FreeBSD Monitoring Stack: Complete Production Setup

This guide builds a full production monitoring stack on FreeBSD: Prometheus for metrics collection, Grafana for dashboards, Alertmanager for notifications, Loki for log aggregation, and the exporters that tie it all together. Every component runs natively on FreeBSD. No Docker. No containers. Just packages, rc.conf, and configuration files.

For the basic Prometheus and Grafana setup, see Prometheus and Grafana on FreeBSD. For general monitoring concepts, see FreeBSD Server Monitoring Guide. For a comparison of monitoring tools, see Best Monitoring Tools for FreeBSD.

Architecture Overview

The monitoring stack has four layers:

Exporters: Run on every monitored host. Expose metrics as HTTP endpoints.
Prometheus: Scrapes metrics from exporters on a schedule. Stores time-series data. Evaluates alerting rules.
Alertmanager: Receives alerts from Prometheus. Deduplicates, groups, and routes them to notification channels (email, PagerDuty, Slack).
Grafana: Visualizes metrics from Prometheus and logs from Loki.
Loki + Promtail: Collects and queries log data (the logging layer).

All components can run on a single FreeBSD server for small deployments (under 50 monitored hosts) or be distributed across multiple hosts for scale.

Installing the Stack

sh
# Core components
pkg install prometheus
pkg install grafana10
pkg install alertmanager
pkg install loki
pkg install promtail

# Exporters
pkg install node_exporter
pkg install blackbox_exporter

Enable services:

sh
sysrc prometheus_enable="YES"
sysrc grafana_enable="YES"
sysrc alertmanager_enable="YES"
sysrc loki_enable="YES"
sysrc promtail_enable="YES"
sysrc node_exporter_enable="YES"

Prometheus Configuration

The main configuration file is /usr/local/etc/prometheus.yml:

sh
cat > /usr/local/etc/prometheus.yml << 'CONF'
global:
  scrape_interval: 15s
  evaluation_interval: 15s
  scrape_timeout: 10s

alerting:
  alertmanagers:
    - static_configs:
        - targets:
            - localhost:9093

rule_files:
  - "/usr/local/etc/prometheus/rules/*.yml"

scrape_configs:
  # Prometheus itself
  - job_name: "prometheus"
    static_configs:
      - targets: ["localhost:9090"]

  # Node exporter on all hosts
  - job_name: "node"
    static_configs:
      - targets:
          - "localhost:9100"
          - "server2:9100"
          - "server3:9100"

Listed records:
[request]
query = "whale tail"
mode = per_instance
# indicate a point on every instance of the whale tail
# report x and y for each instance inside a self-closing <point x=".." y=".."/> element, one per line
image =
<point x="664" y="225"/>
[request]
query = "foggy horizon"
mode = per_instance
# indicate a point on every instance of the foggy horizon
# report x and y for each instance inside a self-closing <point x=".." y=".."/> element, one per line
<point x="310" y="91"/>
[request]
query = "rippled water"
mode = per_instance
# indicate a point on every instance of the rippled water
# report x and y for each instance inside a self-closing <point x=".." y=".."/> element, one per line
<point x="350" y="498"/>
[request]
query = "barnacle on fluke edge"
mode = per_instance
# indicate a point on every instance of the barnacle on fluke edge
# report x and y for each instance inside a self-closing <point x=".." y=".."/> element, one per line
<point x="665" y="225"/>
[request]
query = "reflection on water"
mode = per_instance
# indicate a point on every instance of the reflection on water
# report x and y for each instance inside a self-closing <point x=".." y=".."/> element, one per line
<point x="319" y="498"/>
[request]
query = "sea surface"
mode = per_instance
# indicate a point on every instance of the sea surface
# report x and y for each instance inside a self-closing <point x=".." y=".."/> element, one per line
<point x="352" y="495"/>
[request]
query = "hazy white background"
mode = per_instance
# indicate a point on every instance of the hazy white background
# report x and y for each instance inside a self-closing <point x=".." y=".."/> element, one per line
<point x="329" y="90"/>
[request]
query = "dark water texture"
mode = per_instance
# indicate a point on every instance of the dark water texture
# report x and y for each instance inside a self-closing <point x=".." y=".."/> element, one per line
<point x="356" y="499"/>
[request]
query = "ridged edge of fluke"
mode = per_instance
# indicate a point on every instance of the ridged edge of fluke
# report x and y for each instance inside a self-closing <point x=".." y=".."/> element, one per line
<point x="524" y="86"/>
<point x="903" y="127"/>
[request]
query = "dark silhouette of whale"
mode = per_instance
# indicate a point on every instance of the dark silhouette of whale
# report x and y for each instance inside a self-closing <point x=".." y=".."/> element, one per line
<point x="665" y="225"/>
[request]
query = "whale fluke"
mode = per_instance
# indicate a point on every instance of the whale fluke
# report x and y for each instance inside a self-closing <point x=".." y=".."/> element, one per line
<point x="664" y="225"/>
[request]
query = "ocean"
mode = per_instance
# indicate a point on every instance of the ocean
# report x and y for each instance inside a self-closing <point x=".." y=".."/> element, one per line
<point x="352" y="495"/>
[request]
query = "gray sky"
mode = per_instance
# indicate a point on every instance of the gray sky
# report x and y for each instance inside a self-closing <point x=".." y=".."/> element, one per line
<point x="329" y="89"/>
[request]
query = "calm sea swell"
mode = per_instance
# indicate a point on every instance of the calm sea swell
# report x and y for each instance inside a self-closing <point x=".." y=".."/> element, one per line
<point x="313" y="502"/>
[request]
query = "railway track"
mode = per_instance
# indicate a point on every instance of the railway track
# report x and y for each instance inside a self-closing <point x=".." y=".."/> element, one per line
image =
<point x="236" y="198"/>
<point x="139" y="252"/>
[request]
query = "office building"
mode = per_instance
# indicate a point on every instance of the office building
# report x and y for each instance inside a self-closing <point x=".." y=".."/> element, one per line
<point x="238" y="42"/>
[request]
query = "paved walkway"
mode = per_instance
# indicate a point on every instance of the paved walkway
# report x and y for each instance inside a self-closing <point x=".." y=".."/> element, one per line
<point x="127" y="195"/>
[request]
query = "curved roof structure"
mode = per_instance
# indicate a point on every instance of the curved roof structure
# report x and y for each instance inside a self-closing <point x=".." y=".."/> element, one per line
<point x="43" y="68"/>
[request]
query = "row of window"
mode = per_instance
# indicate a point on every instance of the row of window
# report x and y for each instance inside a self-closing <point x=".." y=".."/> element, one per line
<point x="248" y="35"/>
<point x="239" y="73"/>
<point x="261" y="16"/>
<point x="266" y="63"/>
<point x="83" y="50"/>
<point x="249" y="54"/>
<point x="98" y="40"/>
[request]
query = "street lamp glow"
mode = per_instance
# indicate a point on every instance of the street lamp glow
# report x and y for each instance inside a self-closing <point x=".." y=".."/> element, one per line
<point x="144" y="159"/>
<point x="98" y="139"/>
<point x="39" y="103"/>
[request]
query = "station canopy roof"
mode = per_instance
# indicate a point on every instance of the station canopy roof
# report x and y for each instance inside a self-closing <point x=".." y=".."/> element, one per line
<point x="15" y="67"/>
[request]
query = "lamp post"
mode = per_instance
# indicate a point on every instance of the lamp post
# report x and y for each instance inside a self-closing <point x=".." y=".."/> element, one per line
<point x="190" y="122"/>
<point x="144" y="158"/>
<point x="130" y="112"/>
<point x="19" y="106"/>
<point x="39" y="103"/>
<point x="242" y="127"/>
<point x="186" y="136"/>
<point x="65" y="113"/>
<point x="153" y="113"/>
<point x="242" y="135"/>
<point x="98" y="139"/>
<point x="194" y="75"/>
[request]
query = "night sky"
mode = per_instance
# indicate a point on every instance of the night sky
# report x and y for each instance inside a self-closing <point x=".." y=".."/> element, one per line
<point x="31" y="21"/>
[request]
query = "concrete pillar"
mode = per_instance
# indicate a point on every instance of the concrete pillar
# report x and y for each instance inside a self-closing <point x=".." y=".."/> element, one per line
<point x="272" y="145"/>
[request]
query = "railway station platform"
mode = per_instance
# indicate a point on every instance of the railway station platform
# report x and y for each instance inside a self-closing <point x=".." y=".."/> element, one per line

Your tasks:
1. Which packages does the FreeBSD monitoring guide install under the "# Core components" comment?
2. How many lines of the rows contain the string "office"? Case counts, and only the number should be given.
The FreeBSD monitoring guide and the rows have nothing to do with each other.

Exercise solutions:
1. prometheus, grafana10, alertmanager, loki, promtail

2. 2